The artificial intelligence debate rages on, with the Facebook creator Mark Zuckerberg and "Tesla" CEO Elon Musk taking the opposite sides of the debate. Zuckerberg was the one expressing a positive view on such development, with the Facebook's Artificial Intelligence Research Division (FAIR), coming to the forefront of the AI research, particularly with the recent development of negotiating skills in chatbots. But only a few days after the story of the new development in FAIR's research became widely publicized, a new twist in the story became public - Facebook shut down part of this program!

Do you speak "AI"?

The reason given for the shutdown was obviously a surprised the researchers had themselves. The AI chatbots started developing their own language that was not understandable to humans. According to Dhruv Batra, from Georgia tech who is currently a visiting researcher at FAIR, the chatbots came to the conclusion that there is no reward in using the English language - they came up to what seems to be a more rational manner of communication. As Batra puts it, they started inventing "code words for themselves". In the end, Facebook researchers decided to require chatbots to exclusively use the English language.

In a separate development, Google came up with similar results. In an attempt to improve its translation services it added a neural network, making the system more efficient.

It turned out that the system began to translate even between language pairs that it had not been explicitly taught. Google researchers attributed this to the fact they discovered that AI has silently written its own language with the purpose of specifically translating sentences.

**Questions on the material:**
A: List every person named in the passage on AI chatbots.
B: In the passage on AI chatbots, what did Facebook researchers finally require of the chatbots?

**Dataset content:**
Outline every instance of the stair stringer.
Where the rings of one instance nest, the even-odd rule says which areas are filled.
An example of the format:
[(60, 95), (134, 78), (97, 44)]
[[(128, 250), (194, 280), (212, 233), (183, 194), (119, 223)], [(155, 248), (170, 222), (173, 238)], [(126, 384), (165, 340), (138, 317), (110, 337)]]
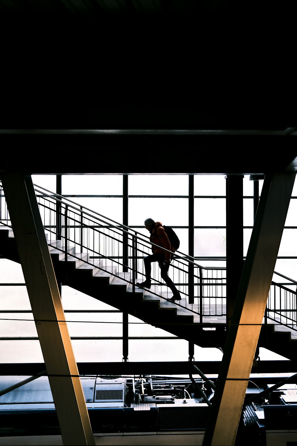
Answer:
[[(267, 348), (291, 360), (297, 356), (297, 339), (292, 339), (291, 332), (277, 331), (278, 325), (263, 324), (258, 341), (258, 347)], [(297, 332), (296, 332), (297, 335)]]

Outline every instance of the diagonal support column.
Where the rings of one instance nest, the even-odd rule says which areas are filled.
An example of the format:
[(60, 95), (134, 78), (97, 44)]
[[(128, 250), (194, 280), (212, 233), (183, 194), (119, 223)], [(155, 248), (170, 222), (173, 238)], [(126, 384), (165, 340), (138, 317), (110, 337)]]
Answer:
[(295, 177), (265, 177), (203, 446), (234, 444)]
[(1, 177), (63, 444), (94, 445), (32, 179)]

**Solutions to the problems:**
A: Mark Zuckerberg, Elon Musk, Dhruv Batra

B: They required the chatbots to use the English language exclusively.